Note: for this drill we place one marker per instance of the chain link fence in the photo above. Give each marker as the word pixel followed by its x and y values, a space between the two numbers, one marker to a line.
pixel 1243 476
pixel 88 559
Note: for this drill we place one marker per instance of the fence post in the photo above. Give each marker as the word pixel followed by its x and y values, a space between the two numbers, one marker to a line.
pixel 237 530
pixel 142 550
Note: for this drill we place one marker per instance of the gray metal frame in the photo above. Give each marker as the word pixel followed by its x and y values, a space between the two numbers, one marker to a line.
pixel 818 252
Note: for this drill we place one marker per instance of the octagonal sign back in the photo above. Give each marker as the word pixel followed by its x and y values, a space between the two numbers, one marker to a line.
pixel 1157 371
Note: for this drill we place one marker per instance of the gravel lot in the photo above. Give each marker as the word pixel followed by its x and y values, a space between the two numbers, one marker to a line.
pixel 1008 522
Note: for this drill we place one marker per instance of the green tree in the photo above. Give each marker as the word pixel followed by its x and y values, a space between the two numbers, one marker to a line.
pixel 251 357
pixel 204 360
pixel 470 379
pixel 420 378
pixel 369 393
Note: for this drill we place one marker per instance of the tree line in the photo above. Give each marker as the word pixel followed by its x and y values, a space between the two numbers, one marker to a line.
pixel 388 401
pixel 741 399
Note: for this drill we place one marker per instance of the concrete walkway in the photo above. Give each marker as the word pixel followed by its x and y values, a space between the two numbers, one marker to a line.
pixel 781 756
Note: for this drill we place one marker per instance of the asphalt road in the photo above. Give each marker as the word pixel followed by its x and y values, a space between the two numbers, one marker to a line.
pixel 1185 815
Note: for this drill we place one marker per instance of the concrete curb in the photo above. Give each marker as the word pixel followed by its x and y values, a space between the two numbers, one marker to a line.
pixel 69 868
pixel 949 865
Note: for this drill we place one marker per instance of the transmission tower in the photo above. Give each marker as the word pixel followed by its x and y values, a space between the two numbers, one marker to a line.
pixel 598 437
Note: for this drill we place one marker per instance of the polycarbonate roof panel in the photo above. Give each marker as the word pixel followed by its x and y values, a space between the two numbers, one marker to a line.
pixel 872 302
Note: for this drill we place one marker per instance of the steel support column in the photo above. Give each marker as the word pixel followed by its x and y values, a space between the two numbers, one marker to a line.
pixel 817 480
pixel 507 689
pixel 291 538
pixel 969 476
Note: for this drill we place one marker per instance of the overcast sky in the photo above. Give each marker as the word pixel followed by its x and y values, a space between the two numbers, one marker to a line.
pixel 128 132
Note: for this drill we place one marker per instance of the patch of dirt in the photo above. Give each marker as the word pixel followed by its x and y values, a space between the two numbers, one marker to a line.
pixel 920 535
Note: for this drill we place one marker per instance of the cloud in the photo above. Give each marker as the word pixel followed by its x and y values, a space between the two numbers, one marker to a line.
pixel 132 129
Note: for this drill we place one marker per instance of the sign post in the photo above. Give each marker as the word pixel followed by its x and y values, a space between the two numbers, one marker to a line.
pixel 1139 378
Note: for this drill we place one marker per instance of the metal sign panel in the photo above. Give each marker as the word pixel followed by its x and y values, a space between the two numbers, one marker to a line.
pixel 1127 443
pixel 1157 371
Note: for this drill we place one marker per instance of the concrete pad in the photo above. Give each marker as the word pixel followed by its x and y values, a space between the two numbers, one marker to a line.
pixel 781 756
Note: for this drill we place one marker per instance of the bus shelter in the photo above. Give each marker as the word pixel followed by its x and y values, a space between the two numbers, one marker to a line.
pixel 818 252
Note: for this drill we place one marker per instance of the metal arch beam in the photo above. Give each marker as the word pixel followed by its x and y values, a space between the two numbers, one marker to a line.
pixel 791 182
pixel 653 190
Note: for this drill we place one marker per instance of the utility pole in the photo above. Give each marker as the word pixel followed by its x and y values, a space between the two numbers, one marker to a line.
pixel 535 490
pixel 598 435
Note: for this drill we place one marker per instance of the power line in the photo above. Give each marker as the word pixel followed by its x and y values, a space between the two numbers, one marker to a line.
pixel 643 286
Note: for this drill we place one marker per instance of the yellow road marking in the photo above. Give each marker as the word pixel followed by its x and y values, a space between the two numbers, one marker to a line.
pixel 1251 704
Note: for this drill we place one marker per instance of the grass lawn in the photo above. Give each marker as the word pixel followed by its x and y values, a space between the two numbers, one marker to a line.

□ □ □ □ □

Copy the data above in its entirety, exactly as given.

Note: for this drill we place one marker per instance of the chain link fence in the photo above. Give each marker as the word pixel followed by its x and y values, a space between the two numbers, one marker to a line.
pixel 1243 476
pixel 88 559
Note: for this drill we place one marker per instance of the fence post in the photo above. Give each marker as the word pixel followed by its x and y values, a space between the two numbers, one marker to a line.
pixel 237 530
pixel 142 550
Note: for this drill we place one marker per instance of the gray metal frame in the photo above. Give each marker as the word pixel followed by its x and y values, a space between the two numbers, one marker to a line.
pixel 818 252
Note: for this drill we place one marker per instance of the octagonal sign back in the photo above. Give each marker as the word pixel followed by its x and y values, a space between the two numbers, one marker to a line.
pixel 1157 371
Note: for this drill we place one marker per instance of the gravel lot in the photo above. Give each marker as the word pixel followed by its x and y values, a space between the two numbers, one marker to a line.
pixel 1008 522
Note: for this drill we place one marker per instance of the green tree in the photo above. Give each marker as the word pixel followed by its x and y values, a space between the two numbers, one marker to a line.
pixel 251 357
pixel 204 360
pixel 470 379
pixel 420 378
pixel 369 393
Note: for this drill we place one marker per instance of the tree line in the photo above. Give each marker as the word pixel followed by its x and y values, a space between the two numbers, one marker to a line.
pixel 388 401
pixel 741 399
Note: for this drill we place one marker per instance of the concrete walkway in the photo above. Give each marker as the word pixel followed by its x and y values, a space between the two numbers, one marker to a line.
pixel 781 756
Note: for this drill we place one marker per instance of the asphalt road in the photo above. Give each marker as the word pixel followed by its x and y values, a space between the two numbers, one marker to a line.
pixel 1185 815
Note: for this drill we place one marker per instance of the concrete curb in the photo above. Give each marker as the word pixel followed by its x and y values, a space between the two numbers, one marker to a line.
pixel 69 868
pixel 949 865
Note: for this drill we place one marker per instance of the transmission tower in the photo above. Give each marker as the word pixel followed by its x and y values, a space between the two numbers, one marker to a line.
pixel 598 437
Note: for this drill we place one marker per instance of the polycarbonate roof panel in the photo above. Give each marker as the word pixel followed by its x and y values, a space between the two numbers, one marker to a line.
pixel 872 302
Note: for this drill we place one marker per instance of the steel support column in the photo above. Give each marker as the word pixel followed by its x and y values, a space between the two numbers, one marker to a line.
pixel 817 480
pixel 507 689
pixel 291 538
pixel 969 476
Note: for this drill we place one marker per instance of the overcast sky in the photo above. Give each marker as the word pixel followed by its x and y values, a space between the two numbers, one marker to a line.
pixel 128 132
Note: for this drill we place one marker per instance of the patch of dirt in the photo above. Give each marker as the word pixel followed by its x and y values, a space between the two numbers, one marker to a line.
pixel 920 535
Note: for this drill we place one marker per instance of the cloud in the photo above. Give each marker as the word pixel followed by its x and y values, a space between the two numbers, one marker to a line.
pixel 132 129
Note: for this drill we place one marker per instance of the sign post in the photo above. Give each marker as the word pixel followed by its x and y values, a space between the two numbers, one marker to a line.
pixel 1139 378
Note: for this drill we place one marker per instance of the metal sign panel in the photo above. Give each marker as the word pixel followed by its x and y values, a space between the two numbers, one marker to a line.
pixel 1127 443
pixel 1157 371
Note: for this drill we place one marker per instance of the concrete pad in the photo above. Give each marker as the word pixel followed by its x and y values, a space between the two numbers, one marker to a line.
pixel 781 756
Note: for this drill we place one marker per instance of the bus shelter in the photo above. Give each marker as the word pixel followed by its x and y values, a space between the two numbers, one marker to a line.
pixel 818 252
Note: for this drill we place one marker per instance of the metal arch beam in the photo above. Give each marker as the word pixel followed by its x and y values, a space between the two numbers, one marker to a line.
pixel 791 182
pixel 653 190
Note: for this drill we place one marker per instance of the utility pole in the photo above. Give each marker as the word pixel followed by its x and y values, a space between the two numbers, one marker to a line.
pixel 535 490
pixel 598 435
Note: for this drill we place one marker per instance of the power line in the photo above. Give each marker as the word pixel followed by its x and y values, a space between the two numbers, one marker to a line.
pixel 643 286
Note: for this drill we place one marker per instance of the yellow road marking in the photo above. Give each marker as the word pixel followed by its x and y values, a space between the two numbers, one marker to a line.
pixel 1251 704
Note: for this drill we place one marker per instance of the grass lawn in the photo above. Give each marker as the word pixel followed by its x and y values, a space between the two numbers, one marker to a line.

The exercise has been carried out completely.